Exercise:
Your answer should contain every line of the records, transcribed word for word.

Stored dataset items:
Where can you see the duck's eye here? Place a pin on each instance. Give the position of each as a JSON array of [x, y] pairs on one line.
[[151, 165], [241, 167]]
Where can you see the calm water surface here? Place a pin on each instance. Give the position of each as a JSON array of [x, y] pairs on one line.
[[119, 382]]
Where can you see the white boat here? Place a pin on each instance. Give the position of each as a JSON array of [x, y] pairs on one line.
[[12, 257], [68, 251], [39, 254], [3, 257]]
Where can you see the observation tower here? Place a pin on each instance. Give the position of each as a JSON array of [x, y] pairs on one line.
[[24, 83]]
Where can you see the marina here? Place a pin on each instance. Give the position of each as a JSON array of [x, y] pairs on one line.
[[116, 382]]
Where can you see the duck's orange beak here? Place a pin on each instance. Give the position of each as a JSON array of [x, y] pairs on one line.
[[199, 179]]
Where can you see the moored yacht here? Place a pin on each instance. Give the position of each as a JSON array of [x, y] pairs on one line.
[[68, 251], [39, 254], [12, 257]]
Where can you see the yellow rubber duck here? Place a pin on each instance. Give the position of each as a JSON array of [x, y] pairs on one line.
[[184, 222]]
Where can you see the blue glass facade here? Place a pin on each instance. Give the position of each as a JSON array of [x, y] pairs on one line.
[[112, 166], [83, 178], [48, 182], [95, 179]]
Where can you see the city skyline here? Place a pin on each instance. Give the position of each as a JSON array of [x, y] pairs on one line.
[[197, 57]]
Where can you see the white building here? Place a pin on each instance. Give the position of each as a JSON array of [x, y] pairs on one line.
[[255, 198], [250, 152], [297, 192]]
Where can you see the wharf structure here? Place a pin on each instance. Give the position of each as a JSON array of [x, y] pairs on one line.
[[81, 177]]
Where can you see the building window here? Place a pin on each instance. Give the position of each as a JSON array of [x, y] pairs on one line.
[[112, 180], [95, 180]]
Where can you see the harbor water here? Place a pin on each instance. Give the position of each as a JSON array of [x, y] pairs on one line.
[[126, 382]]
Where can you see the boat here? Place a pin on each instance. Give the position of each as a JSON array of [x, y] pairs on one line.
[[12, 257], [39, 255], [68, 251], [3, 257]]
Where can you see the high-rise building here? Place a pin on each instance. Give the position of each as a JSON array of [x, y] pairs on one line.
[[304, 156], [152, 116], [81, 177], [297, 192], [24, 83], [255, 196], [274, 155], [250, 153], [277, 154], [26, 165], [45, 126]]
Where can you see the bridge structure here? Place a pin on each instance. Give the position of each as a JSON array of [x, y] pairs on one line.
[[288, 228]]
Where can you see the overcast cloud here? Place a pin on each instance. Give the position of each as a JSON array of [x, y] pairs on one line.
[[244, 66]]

Answer for this exercise:
Where can you see the duck's eye here? Place a pin on each instance. Give the position of each as a JSON array of [x, y] pairs on one line.
[[151, 165], [241, 167]]
Where can you see the calm water surface here? Place a pin on each instance. Give the position of each as a JSON array of [x, y] pairs on one line.
[[119, 382]]
Where can you see the white boat here? Place a pin on each instance. Give the position of each as a JSON array of [x, y] pairs on one line.
[[12, 257], [68, 251], [39, 254], [3, 257]]
Where can you see the observation tower here? Place a pin on each instance. Give the position of each as a JSON array of [x, y] pairs on one line.
[[24, 83]]
Where can you see the marina here? Place a pin on each instance. Give the position of each as a JSON array of [x, y] pairs on one line.
[[116, 382]]
Where can you see the duck's orange beak here? Place a pin on each instance. Give the position of each as a JSON array of [x, y] pairs on one line.
[[199, 179]]
Where can you see the moored yacht here? Place a pin on each instance. Give the position of each as a JSON array of [x, y] pairs on one line.
[[68, 251], [39, 254], [12, 257]]
Where can you see the yellow rubber duck here? Place a pin on each instance. Give the position of each as a JSON array of [x, y] pairs on one line.
[[184, 222]]
Where can you see the blue glass facade here? Place a pin on each instance. Give the position of each as a JSON array of [x, y] pairs on one line.
[[112, 166], [83, 178], [48, 182], [95, 179]]
Where can you see the city skyline here? Place a pin on each instance. Give the position of each as a JSON array of [x, y] pairs on one line.
[[197, 57]]
Where can you see the white building here? Place a pin on each instance. Give the position of each as a JSON array of [x, y] pairs on one line.
[[255, 198], [250, 152], [297, 192]]
Where can you see the wharf structure here? Place a pin on each instance. Give the position of each as a JSON array of [x, y] pairs on one line.
[[81, 177]]
Where can you see the building window here? Place a pin on each instance. Give the position of each as a JSON array of [x, y] pairs on one line.
[[112, 180], [95, 180]]
Where can you see the harbor water here? Place a pin on each instance. Give the position of each as a JSON array of [x, y] pairs on one line.
[[126, 382]]
Where can you see the boat here? Place a pin on each instance. Give the position of each as a JSON array of [x, y] pairs on one line.
[[12, 257], [39, 255], [68, 251], [3, 257]]
Where can you see the high-rise building here? Place a pin on each instance. Give the position of each as a JSON array of [x, y] pairs on one line.
[[304, 156], [152, 116], [81, 177], [297, 192], [24, 83], [255, 196], [274, 155], [250, 153], [277, 154], [26, 165], [45, 126]]
Where can you see the bridge structure here? Place a pin on each instance. Give the position of each as a JSON array of [x, y] pairs on one line.
[[288, 228]]
Where can you see the overcast cloud here? Place a pin on each instance. Give the position of each as a JSON array of [x, y] pairs on one line.
[[244, 66]]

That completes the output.